Extract provided:
***

Making basic requests

To perform basic GET and POST requests, use the get() and post() methods respectively. This is similar to how the requests library works:

client = RESTClient(base_url="https://api.example.com")
response = client.get("/posts/1")

Paginating API responses

The RESTClient.paginate() method is specifically designed to handle paginated responses, yielding PageData instances for each page:

for page in client.paginate("/posts"):
    print(page)

tip

If paginator is not specified, the paginate() method will attempt to automatically detect the pagination mechanism used by the API. If the API uses a standard pagination mechanism like having a next link in the response's headers or JSON body, the paginate() method will handle this automatically. Otherwise, you can specify a paginator object explicitly or implement a custom paginator.

Selecting data from the response

When paginating through API responses, the RESTClient tries to automatically extract the data from the response. Sometimes though you may need to explicitly specify how to extract the data from the response JSON.

***

Data shown:

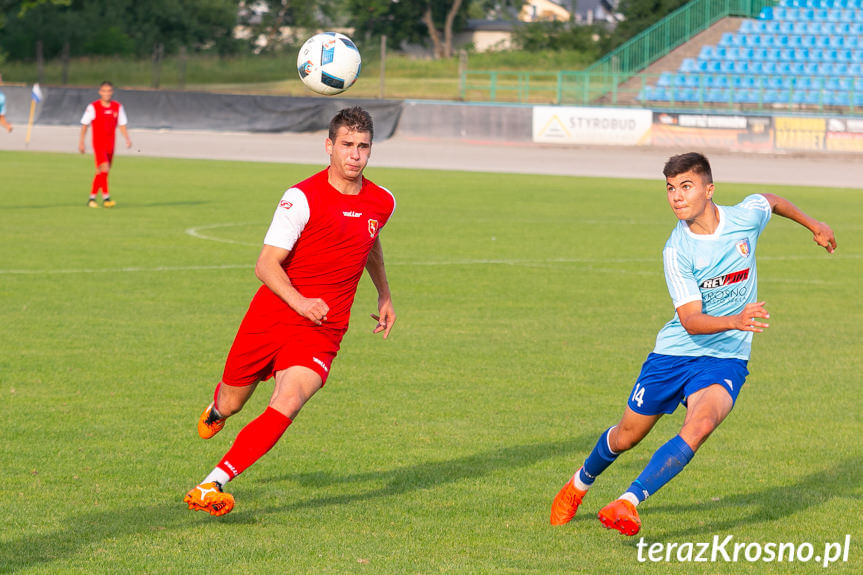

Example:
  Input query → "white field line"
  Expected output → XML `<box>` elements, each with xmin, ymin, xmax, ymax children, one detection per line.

***

Tasks:
**A)** In the RESTClient documentation excerpt, what does the paginate() method do when no paginator is specified?
**B)** Summarize the RESTClient documentation excerpt in two sentences.
**C)** Extend the RESTClient documentation excerpt, continuing from its final sentence.

Expected answers:
**A)** It attempts to automatically detect the pagination mechanism used by the API.

**B)** RESTClient performs basic GET and POST requests through its get() and post() methods, similar to the requests library. Its paginate() method yields PageData instances for each page and can auto-detect standard pagination and extract response data, though a paginator or the data location can also be specified explicitly.

**C)**
Use data_selector parameter of the RESTClient class or the paginate() method to tell the client how to extract the data. data_selector is a JSONPath expression that points to the key in the JSON that contains the data to be extracted.

For example, if the API response looks like this:

{
    "posts": [
        {"id": 1, "title": "Post 1"},
        {"id": 2, "title": "Post 2"},
        {"id": 3, "title": "Post 3"}
    ]
}

The data_selector should be set to "posts" to extract the list of posts from the response.

For a nested structure like this:

{
    "results": {
        "posts": [
            {"id": 1, "title": "Post 1"},
            {"id": 2, "title": "Post 2"},
            {"id": 3, "title": "Post 3"}
        ]
    }
}

The data_selector needs to be set to "results.posts". Read more about JSONPath syntax to learn how to write selectors.

PageData

Each PageData instance contains the data for a single page, along with context such as the original request and response objects, allowing for detailed inspection.. The PageData is a list-like object that contains the following attributes:

request: The original request object.
response: The response object.
paginator: The paginator object used to paginate the response.
auth: The authentication object used for the request.

Paginators

Paginators are used to handle paginated responses. The RESTClient class comes with built-in paginators for common pagination mechanisms:

JSONResponsePaginator - link to the next page is included in the JSON response.
HeaderLinkPaginator - link to the next page is included in the response headers.
OffsetPaginator - pagination based on offset and limit query parameters.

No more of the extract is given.